### The problem
Retype all of the entries below word for word, keeping every line unchanged.

### Data for the task
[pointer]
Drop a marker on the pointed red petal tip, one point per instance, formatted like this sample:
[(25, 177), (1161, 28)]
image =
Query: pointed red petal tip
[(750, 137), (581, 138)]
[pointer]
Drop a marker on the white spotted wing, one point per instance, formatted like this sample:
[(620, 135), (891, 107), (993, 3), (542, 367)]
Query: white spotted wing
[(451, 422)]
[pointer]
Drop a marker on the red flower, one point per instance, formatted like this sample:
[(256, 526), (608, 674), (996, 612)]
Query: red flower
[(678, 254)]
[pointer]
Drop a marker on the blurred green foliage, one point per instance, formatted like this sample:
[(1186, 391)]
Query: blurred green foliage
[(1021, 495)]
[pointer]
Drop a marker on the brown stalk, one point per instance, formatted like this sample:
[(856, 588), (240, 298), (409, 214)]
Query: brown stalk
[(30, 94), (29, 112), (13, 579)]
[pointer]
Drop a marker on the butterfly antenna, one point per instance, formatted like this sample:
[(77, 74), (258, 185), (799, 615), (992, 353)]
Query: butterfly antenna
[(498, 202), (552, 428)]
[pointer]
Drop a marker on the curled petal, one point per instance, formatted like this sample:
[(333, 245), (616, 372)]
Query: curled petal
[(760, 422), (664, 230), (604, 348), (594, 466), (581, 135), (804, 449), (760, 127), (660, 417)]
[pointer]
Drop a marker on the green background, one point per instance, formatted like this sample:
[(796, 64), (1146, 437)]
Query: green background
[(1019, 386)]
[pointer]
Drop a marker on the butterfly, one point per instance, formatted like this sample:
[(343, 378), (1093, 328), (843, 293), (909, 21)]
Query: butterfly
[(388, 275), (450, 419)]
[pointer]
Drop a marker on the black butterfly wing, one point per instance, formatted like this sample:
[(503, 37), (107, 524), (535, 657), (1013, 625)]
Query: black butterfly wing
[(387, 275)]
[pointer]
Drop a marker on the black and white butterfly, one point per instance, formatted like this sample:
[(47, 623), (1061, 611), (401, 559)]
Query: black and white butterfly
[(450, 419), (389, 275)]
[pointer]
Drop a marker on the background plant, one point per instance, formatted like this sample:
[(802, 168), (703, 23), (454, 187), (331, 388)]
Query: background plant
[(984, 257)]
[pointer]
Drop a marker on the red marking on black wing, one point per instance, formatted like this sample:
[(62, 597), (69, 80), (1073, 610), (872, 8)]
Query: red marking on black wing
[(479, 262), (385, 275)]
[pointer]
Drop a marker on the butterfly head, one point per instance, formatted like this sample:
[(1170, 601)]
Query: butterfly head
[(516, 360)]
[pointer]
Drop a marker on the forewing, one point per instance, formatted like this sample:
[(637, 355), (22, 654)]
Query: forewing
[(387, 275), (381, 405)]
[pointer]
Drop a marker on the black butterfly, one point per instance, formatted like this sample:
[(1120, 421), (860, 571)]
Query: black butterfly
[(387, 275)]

### The answer
[pointer]
Drop a marker on the pointed red petal tip, one point per instance, formatted like this sample:
[(25, 177), (1161, 28)]
image =
Query: pointed red petal tip
[(750, 137), (581, 138)]
[pointer]
Drop a marker on the white spotted wing, one point per instance, formatted like this sample:
[(620, 135), (891, 107), (993, 3), (542, 367)]
Query: white spotted wing
[(451, 422)]
[pointer]
Drop a marker on the red flower, one point per instance, formatted like this sample:
[(256, 526), (608, 674), (996, 612)]
Query: red flower
[(678, 254)]
[pointer]
Drop a marker on the blurred green foliage, one point per instance, formatted like this sample:
[(1186, 391)]
Query: blurred green foliage
[(1021, 495)]
[pointer]
Drop a marker on the brown stalk, one point per instance, formatted like this sample:
[(856, 588), (240, 298), (409, 214)]
Query: brown stalk
[(30, 94), (29, 112), (13, 579)]
[pointer]
Drop a marker on the butterfly antenna, one point per instance, formatted like this sample:
[(77, 74), (258, 185), (799, 615), (992, 353)]
Query: butterfly antenna
[(498, 202), (552, 428)]
[pointer]
Drop a marker on the curled petal, one point per instance, formatted like this sample:
[(333, 245), (616, 372)]
Query: curled petal
[(760, 422), (664, 230), (604, 348), (594, 466), (581, 135), (804, 449), (760, 127), (660, 417)]
[pointer]
Drop a marker on the green background, one point per instance, formatted like this sample:
[(796, 64), (1146, 437)]
Query: green background
[(1019, 386)]
[pointer]
Drop a marker on the butterfly, one point per instance, formatted like this sample:
[(343, 378), (1093, 328), (843, 293), (909, 21)]
Query: butterfly
[(388, 275), (450, 419)]
[pointer]
Drop a marker on the black butterfly wing, one point per instance, formatted like this sample:
[(503, 37), (107, 524), (535, 657), (1013, 625)]
Query: black butterfly wing
[(387, 275)]
[pointer]
Drop a marker on the black and white butterfly, one point per instance, formatted like this sample:
[(47, 623), (1061, 611), (401, 559)]
Query: black and white butterfly
[(450, 419), (389, 275)]
[pointer]
Drop a marker on the background plant, one point per instance, formatted like this sample:
[(802, 168), (703, 23), (454, 187), (331, 388)]
Query: background plant
[(984, 257)]
[pointer]
Drop a marker on the red marking on black wing, one point per instance, formatted like this sample:
[(62, 597), (69, 80), (1073, 610), (872, 8)]
Query: red marking on black wing
[(479, 262), (385, 275)]
[pointer]
Drop a marker on the butterfly head, one point per instance, formatted like this sample:
[(1170, 601)]
Query: butterfly head
[(516, 360)]
[pointer]
Drop a marker on the forewing, one point per instance, formatted like this sample:
[(637, 355), (22, 654)]
Query: forewing
[(387, 275), (381, 405)]
[pointer]
Drop a marker on the black butterfly, one point per instance, formatted like this sample:
[(1120, 421), (860, 571)]
Query: black butterfly
[(387, 275)]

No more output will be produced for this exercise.